* [EXCERPT]:
==*==
John Dolan wrote in with his account of an incredible few days of hunting an overlooked spot which held some hot feed trees in the great state of Georgia. Finding a hot feed tree is one of the best ways to consistently get on deer across the southeast, specifically when the feed trees are within close proximity to great cover, such as a pine thicket!
For a great listen on how to apply this tactic where you hunt, make sure to listen to episode 130 "Feed Trees, Thickets & Woodsmanship with Robert Carter" from The Southern Outdoorsmen Podcast. Robert is an extremely accomplished traditional bowhunter from Georgia and in that episode we dive deep into the topic of targeting the right feed tree!
First off y’all have the best podcast for southern deer hunters! I’ve listened to y’all since 2018 and have put several different podcasts into play to make it happen.
This was a hunt that happened quick but with 4 years of experience in the area with the first year not being able to recover a buck I shot the first time in the area. This was and still is an over looked spot that every year I am able to go in to with confidence that no one has hunted it.
This is normally just a meat hunt but there is always potential of killing a good buck on the property. I did a quick scout in the area as I try to do every year just to make sure the deer are still using it. On the back side of one ridge there has always been historical buck rubs on small pines about the size of your wrist.
==*==
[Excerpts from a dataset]
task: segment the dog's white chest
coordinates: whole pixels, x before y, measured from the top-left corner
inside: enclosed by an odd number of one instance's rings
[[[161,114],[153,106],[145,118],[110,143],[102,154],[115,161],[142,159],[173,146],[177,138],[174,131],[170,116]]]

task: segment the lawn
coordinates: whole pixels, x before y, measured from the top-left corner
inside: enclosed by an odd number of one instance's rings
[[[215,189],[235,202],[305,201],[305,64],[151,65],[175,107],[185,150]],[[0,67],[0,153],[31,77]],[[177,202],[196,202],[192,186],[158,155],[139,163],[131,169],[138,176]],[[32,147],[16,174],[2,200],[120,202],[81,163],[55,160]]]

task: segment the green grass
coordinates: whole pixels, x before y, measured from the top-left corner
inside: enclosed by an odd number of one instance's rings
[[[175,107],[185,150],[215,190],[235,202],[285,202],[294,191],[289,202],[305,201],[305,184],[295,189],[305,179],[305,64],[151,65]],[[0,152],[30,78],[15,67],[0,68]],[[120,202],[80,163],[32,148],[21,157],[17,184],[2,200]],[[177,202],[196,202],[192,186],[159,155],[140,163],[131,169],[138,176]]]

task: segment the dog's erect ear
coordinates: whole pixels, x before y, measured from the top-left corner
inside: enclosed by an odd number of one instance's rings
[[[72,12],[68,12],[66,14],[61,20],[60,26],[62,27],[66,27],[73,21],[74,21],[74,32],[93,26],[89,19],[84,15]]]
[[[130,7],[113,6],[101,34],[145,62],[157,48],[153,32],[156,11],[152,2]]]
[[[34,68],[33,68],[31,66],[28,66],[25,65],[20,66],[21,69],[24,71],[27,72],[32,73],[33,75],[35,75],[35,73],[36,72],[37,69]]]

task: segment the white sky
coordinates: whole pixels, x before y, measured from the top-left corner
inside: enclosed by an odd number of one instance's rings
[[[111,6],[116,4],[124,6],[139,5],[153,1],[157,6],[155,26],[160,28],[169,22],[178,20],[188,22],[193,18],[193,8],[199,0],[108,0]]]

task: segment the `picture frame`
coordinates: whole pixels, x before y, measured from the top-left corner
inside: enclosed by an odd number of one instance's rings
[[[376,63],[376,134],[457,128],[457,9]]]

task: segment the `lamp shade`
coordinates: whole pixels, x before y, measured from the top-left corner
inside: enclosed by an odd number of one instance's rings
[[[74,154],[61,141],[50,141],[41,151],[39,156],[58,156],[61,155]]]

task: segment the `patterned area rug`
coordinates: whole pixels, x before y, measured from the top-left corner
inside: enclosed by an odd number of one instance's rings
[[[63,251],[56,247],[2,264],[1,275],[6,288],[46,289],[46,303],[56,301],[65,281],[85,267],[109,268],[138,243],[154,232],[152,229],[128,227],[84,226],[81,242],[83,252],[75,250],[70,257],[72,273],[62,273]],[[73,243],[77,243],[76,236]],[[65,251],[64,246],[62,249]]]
==*==
* [INSTRUCTIONS FOR THE TASK]: Using the Georgia deer hunting account, say whether each statement agrees with it: (a) the writer has listened to the podcast since 2018; (b) Robert Carter is described as a compound bowhunter; (c) the buck rubs on the back side of the ridge were on large, mature pines. Answer each with yes or no and quote the deciding words.

* [ANSWER TO THE EXERCISE]:
(a) Yes: "I’ve listened to y’all since 2018"
(b) No: "Robert is an extremely accomplished traditional bowhunter from Georgia"
(c) No: "small pines about the size of your wrist"